» **Problem details**
The records under this task must be duplicated exactly.

------ Dataset entries ------

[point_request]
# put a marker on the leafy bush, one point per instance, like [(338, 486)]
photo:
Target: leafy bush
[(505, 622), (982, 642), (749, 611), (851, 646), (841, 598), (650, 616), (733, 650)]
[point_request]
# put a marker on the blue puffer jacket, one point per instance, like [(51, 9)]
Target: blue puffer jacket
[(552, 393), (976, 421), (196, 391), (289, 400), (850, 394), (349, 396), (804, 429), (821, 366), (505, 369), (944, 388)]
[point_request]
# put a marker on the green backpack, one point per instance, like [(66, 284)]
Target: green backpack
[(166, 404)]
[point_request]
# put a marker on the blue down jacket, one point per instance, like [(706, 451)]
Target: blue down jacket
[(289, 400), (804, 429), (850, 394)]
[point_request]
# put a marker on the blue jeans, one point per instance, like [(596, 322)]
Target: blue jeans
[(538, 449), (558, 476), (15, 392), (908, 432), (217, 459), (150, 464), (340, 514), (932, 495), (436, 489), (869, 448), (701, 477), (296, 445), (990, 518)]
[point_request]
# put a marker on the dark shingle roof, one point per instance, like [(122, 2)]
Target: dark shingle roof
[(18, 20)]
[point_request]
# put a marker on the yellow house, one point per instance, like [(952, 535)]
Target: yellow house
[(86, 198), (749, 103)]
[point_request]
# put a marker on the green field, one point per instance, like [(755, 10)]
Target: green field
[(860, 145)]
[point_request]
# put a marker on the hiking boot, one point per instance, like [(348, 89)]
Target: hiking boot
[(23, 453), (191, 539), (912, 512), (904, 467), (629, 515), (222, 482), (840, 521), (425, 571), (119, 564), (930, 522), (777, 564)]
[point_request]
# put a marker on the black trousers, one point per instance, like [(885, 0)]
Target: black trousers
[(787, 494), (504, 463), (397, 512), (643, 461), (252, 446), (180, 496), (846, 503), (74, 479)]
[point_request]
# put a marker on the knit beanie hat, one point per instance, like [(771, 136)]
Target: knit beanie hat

------

» **Task answer**
[point_request]
# put a marker on the leafy bush, one point per instance, like [(338, 486)]
photo:
Target: leafy bush
[(505, 622), (982, 642), (749, 611), (851, 646), (841, 598), (650, 616), (733, 650)]
[point_request]
# put a marker on the blue puffer jacket, one point per instance, like [(51, 9)]
Target: blue puffer jacket
[(552, 393), (976, 421), (196, 391), (289, 400), (850, 394), (349, 396), (804, 429), (821, 366), (505, 369), (944, 388)]
[point_request]
# put a marker on the green backpack, one point per instance, like [(66, 284)]
Target: green backpack
[(166, 404)]
[point_request]
# put a marker on the blue down jacket, one point per instance, like [(706, 451)]
Target: blue down jacket
[(289, 400), (804, 429), (850, 394)]
[point_request]
# put a marker on the blue jeans, one point per instance, like [(596, 322)]
Target: blue jeans
[(538, 449), (558, 476), (15, 392), (908, 432), (217, 459), (150, 464), (340, 514), (932, 495), (436, 489), (869, 448), (701, 477), (296, 445), (990, 518)]
[point_request]
# put a marker on the dark shingle roof, one point per instance, like [(122, 2)]
Target: dark shingle roof
[(18, 20)]
[point_request]
# put a marker on the yellow house, one point per instance, like [(952, 535)]
Target: yellow house
[(86, 198), (749, 103)]
[point_request]
# put a marker on the green field, one point per instance, like [(755, 10)]
Target: green field
[(860, 145)]
[point_request]
# put a marker on the hiking boot, one point per instance, like [(348, 89)]
Target: hiking boot
[(23, 453), (191, 539), (912, 512), (904, 467), (629, 515), (222, 482), (840, 521), (425, 571), (119, 564), (930, 522), (777, 564)]
[point_request]
# put a marker on the black trousers, one point per instance, like [(885, 0)]
Target: black trousers
[(787, 494), (504, 463), (397, 512), (643, 461), (252, 446), (180, 496), (846, 503), (74, 479)]
[point_request]
# put a marker on the knit beanie hat, one point per instance, like [(771, 136)]
Target: knit beanie hat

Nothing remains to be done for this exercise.